Directive:
Revise the lines from the one with "target: backward gray cap" to the one with "MULTIPOLYGON (((78 38, 94" by replacing "per instance" with "for each instance", leaving everything else unchanged. Omit the pictures.

>> begin Records to process

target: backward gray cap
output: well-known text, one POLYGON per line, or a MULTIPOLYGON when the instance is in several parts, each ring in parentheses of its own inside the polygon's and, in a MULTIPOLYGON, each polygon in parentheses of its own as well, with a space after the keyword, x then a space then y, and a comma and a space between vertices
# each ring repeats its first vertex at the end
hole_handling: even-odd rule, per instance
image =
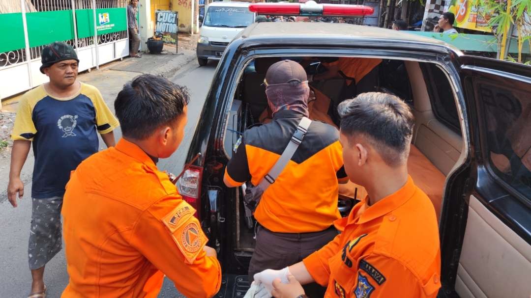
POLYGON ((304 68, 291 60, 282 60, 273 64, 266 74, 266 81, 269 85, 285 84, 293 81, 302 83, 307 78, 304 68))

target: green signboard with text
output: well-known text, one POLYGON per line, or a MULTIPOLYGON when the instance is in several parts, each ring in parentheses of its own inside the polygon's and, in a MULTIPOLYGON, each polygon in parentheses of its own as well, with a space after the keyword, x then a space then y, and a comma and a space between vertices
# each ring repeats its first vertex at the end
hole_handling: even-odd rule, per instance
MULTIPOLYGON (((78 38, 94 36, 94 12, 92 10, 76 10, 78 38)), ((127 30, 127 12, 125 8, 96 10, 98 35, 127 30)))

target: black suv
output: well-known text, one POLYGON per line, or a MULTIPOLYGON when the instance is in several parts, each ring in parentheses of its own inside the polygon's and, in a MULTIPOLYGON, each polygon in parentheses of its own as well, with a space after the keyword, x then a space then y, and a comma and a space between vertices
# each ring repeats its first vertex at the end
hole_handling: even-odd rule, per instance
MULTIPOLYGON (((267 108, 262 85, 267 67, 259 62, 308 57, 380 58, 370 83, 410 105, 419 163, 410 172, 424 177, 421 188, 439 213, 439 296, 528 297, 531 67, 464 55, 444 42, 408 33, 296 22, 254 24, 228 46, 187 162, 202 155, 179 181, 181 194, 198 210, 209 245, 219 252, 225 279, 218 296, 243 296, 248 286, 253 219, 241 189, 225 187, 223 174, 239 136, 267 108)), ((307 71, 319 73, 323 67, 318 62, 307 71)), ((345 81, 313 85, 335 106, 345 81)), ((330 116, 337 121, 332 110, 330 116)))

>> end Records to process
>> begin Records to process

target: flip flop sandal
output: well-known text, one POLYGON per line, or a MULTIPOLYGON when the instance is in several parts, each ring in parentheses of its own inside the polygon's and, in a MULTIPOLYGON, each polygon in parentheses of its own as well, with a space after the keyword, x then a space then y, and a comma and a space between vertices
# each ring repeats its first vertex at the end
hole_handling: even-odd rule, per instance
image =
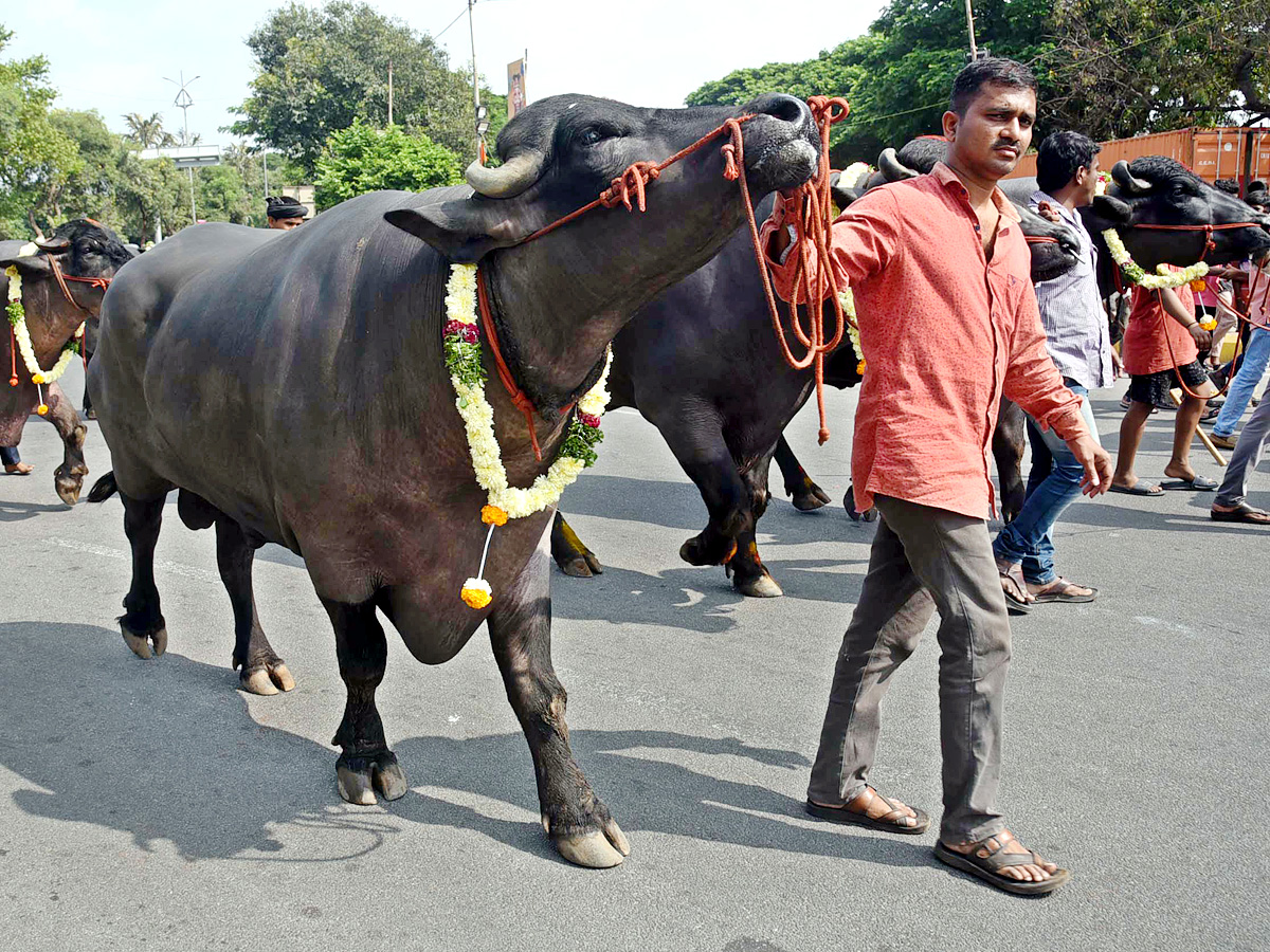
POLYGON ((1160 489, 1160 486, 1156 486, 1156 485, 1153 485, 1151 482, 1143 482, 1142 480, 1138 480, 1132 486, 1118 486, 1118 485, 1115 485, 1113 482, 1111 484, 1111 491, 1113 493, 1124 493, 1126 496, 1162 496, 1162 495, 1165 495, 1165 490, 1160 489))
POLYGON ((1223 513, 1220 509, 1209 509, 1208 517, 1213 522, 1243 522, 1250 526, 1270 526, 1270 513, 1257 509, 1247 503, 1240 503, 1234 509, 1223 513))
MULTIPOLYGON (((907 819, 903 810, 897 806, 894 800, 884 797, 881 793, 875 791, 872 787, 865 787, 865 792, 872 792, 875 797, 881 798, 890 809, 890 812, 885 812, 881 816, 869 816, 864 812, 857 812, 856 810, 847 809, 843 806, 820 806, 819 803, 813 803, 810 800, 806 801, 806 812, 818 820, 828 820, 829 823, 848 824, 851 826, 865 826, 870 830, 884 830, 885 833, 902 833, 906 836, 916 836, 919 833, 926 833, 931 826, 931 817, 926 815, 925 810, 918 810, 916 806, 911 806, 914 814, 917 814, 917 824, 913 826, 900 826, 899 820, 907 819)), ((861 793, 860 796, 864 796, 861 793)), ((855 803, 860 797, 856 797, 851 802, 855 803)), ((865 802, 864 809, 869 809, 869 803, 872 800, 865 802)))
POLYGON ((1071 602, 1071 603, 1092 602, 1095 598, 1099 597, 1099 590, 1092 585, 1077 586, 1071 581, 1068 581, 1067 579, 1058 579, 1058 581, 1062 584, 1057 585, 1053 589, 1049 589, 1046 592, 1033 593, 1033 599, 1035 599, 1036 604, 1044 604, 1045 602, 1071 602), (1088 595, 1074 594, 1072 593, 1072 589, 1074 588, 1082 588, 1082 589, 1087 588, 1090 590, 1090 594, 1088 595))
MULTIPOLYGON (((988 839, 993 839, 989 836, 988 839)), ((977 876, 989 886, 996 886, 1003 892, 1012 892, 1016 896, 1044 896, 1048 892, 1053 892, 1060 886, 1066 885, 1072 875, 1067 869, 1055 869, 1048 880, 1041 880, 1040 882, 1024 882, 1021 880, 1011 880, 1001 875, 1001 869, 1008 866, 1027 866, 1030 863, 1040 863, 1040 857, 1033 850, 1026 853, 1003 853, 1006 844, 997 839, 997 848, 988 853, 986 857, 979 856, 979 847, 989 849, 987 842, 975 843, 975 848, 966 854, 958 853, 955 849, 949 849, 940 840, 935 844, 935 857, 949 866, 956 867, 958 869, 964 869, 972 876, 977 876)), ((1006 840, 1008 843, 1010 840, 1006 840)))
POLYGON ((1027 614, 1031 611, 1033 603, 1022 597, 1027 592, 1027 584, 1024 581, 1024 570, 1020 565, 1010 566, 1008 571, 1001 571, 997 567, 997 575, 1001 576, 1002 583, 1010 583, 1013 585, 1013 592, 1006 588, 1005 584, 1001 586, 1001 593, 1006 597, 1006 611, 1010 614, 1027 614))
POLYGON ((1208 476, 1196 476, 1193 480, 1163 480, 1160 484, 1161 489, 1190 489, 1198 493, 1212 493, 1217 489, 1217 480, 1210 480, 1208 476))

>> end Records to process

Finished task:
target: backward gray cap
output: well-known text, one POLYGON per line, or a MULTIPOLYGON when the instance is in several parts, each ring in parentheses of its own inside the polygon's and, in a MULTIPOLYGON, each polygon in parentheses of its own as well, with a space after the keyword, x then a space then y, and a comma and a space between vertices
# each ring repeats its first vertex at the end
hole_handling: even-odd rule, for each instance
image =
POLYGON ((304 68, 291 60, 282 60, 273 64, 266 74, 266 81, 269 85, 285 84, 293 81, 302 83, 307 78, 304 68))

target: green signboard with text
output: well-known text, one POLYGON per line, or a MULTIPOLYGON when the instance is in several parts, each ring in parentheses of its own inside the polygon's and, in a MULTIPOLYGON, each polygon in parentheses of its own as well, with a space after the keyword, x then a space then y, and a comma and a space between vertices
# each ring repeats its first vertex at the end
hole_handling: even-odd rule, for each instance
MULTIPOLYGON (((78 38, 94 36, 94 12, 92 10, 76 10, 78 38)), ((127 30, 127 12, 125 8, 96 10, 98 35, 127 30)))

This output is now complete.